>>>
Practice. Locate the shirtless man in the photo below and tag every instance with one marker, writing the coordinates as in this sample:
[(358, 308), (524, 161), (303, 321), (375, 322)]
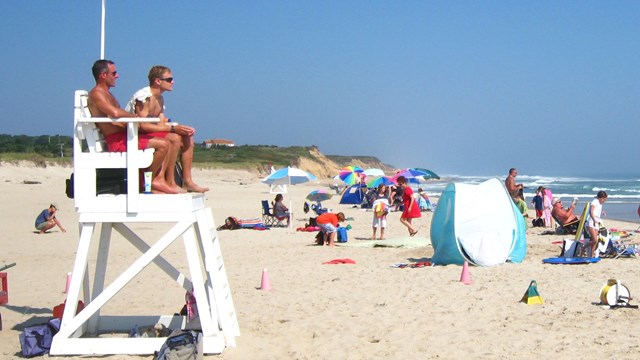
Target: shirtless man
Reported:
[(103, 104), (510, 183), (148, 102)]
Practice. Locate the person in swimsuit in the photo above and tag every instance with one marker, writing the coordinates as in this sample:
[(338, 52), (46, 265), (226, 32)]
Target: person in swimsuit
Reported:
[(103, 104), (148, 102), (515, 190)]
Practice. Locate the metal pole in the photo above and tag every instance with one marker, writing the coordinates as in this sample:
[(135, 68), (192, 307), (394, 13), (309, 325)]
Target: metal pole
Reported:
[(102, 31)]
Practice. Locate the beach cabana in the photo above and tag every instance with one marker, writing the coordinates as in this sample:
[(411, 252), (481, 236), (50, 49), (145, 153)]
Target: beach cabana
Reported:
[(479, 224)]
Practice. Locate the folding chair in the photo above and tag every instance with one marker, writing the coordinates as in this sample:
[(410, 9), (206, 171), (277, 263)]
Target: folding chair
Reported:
[(568, 228), (268, 218)]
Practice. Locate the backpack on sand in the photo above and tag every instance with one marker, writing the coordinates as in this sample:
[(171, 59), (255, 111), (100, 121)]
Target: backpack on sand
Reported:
[(36, 340), (181, 345)]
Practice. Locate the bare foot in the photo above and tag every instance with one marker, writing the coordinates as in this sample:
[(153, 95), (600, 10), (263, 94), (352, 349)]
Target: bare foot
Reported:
[(161, 187), (178, 189), (193, 187)]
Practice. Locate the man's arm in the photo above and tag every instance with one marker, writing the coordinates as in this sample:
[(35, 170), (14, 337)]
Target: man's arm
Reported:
[(142, 110), (100, 104)]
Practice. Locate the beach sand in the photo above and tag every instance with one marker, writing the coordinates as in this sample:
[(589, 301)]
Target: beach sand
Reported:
[(369, 310)]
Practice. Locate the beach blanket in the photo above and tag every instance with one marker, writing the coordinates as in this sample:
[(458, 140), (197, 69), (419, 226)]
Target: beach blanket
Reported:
[(340, 261), (404, 242), (250, 223)]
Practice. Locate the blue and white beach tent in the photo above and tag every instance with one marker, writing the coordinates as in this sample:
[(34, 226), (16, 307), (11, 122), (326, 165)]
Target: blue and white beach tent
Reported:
[(479, 224)]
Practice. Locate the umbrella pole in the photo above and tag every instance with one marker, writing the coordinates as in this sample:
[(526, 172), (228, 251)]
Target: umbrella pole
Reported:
[(290, 214)]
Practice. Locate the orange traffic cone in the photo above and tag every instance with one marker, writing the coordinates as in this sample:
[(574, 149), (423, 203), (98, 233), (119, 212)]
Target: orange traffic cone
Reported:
[(465, 277), (265, 283)]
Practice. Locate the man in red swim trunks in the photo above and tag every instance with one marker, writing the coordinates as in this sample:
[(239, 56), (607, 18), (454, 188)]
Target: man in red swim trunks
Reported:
[(103, 104)]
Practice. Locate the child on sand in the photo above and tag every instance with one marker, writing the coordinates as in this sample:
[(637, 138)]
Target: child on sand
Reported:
[(328, 223)]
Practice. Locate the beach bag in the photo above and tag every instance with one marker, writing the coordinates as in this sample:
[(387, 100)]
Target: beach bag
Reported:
[(181, 345), (36, 340), (381, 209), (342, 234), (570, 248)]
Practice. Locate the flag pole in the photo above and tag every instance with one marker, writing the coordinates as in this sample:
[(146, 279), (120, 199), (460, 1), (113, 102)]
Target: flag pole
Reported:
[(102, 26)]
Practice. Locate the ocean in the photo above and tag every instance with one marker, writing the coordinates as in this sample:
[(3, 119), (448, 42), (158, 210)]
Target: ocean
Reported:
[(622, 202)]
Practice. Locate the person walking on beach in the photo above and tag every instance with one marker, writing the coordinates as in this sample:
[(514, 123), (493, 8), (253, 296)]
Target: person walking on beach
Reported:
[(103, 104), (515, 190), (538, 202), (411, 208), (149, 102), (47, 220), (328, 223), (380, 210), (593, 221)]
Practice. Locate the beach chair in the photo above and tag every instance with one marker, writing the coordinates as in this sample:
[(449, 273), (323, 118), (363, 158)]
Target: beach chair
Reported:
[(568, 228), (94, 332), (268, 218), (614, 247)]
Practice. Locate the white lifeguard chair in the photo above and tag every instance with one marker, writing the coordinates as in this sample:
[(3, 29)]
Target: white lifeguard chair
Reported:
[(86, 333)]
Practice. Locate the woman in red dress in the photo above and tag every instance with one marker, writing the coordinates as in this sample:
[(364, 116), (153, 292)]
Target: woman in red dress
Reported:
[(411, 208)]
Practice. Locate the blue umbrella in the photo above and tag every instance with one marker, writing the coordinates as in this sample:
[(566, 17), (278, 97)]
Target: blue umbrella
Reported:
[(289, 176)]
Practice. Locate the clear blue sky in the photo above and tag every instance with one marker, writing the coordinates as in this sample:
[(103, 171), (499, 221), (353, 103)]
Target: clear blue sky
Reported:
[(458, 87)]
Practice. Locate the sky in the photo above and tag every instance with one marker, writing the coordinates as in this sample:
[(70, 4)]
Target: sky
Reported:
[(459, 87)]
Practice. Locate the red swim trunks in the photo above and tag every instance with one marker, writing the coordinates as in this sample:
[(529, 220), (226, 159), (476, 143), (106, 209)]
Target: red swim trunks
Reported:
[(117, 142)]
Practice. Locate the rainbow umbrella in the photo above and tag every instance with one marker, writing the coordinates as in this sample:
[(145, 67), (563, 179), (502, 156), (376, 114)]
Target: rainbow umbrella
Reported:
[(381, 180), (350, 175)]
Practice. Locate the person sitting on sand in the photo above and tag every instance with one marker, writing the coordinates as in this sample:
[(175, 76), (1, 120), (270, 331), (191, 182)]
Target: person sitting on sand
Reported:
[(328, 223), (47, 220), (103, 104), (563, 215), (148, 102), (280, 211)]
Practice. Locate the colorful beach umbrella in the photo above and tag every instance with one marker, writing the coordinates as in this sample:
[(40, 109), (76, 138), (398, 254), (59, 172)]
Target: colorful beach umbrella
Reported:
[(350, 175), (319, 195), (410, 173), (374, 172), (381, 180), (289, 176)]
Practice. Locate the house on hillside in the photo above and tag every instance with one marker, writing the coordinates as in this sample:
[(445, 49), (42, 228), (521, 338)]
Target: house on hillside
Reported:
[(208, 144)]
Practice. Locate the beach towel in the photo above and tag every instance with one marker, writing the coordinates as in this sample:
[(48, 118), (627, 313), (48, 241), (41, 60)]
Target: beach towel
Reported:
[(340, 261)]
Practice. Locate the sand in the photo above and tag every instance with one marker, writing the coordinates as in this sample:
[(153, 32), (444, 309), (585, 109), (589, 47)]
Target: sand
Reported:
[(369, 310)]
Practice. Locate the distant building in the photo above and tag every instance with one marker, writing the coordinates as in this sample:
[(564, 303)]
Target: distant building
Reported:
[(217, 142)]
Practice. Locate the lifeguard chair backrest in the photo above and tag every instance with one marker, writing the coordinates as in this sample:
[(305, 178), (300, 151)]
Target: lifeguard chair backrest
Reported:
[(87, 131)]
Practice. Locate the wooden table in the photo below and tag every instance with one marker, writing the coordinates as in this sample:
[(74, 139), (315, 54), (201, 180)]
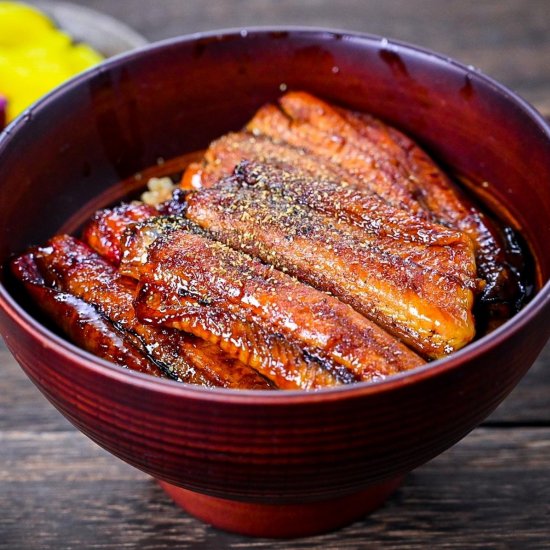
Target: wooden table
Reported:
[(59, 490)]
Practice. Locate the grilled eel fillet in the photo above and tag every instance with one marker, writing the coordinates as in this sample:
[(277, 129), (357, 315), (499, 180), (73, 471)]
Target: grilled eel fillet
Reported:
[(80, 321), (354, 148), (428, 309), (104, 231), (199, 285), (73, 268)]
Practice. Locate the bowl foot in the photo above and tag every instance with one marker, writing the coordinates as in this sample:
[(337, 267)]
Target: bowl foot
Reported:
[(281, 521)]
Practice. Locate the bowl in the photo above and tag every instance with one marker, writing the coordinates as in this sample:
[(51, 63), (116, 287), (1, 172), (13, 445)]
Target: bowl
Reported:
[(269, 463)]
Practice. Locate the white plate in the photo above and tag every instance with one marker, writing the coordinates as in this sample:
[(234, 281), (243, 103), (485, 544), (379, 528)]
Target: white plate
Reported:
[(103, 32)]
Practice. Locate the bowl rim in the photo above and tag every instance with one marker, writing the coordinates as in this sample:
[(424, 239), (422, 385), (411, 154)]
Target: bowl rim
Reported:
[(88, 361)]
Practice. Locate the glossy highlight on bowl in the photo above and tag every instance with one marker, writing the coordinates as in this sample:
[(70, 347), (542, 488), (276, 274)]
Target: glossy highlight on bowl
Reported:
[(290, 457)]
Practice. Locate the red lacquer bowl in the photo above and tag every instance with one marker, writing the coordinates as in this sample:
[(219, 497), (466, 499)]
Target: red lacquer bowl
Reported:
[(275, 463)]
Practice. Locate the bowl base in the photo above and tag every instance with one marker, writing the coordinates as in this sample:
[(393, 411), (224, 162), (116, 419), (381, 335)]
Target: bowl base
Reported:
[(281, 521)]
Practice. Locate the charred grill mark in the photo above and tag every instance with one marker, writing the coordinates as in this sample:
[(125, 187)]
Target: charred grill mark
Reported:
[(72, 267), (429, 310), (80, 321), (104, 231), (272, 355), (245, 293)]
<<<
Could you return the entries verbatim, starting at their first line and stopping after the line that contains "[(103, 104), (510, 183), (148, 102)]", with both of those lines included and the pictures left out?

Practice. Locate the shirtless man in the photo below and tag every instance with one marker, writing the coordinates as in this sample:
[(358, 308), (524, 161), (303, 321), (375, 322)]
Target: shirtless man
Reported:
[(103, 104), (510, 183), (148, 102)]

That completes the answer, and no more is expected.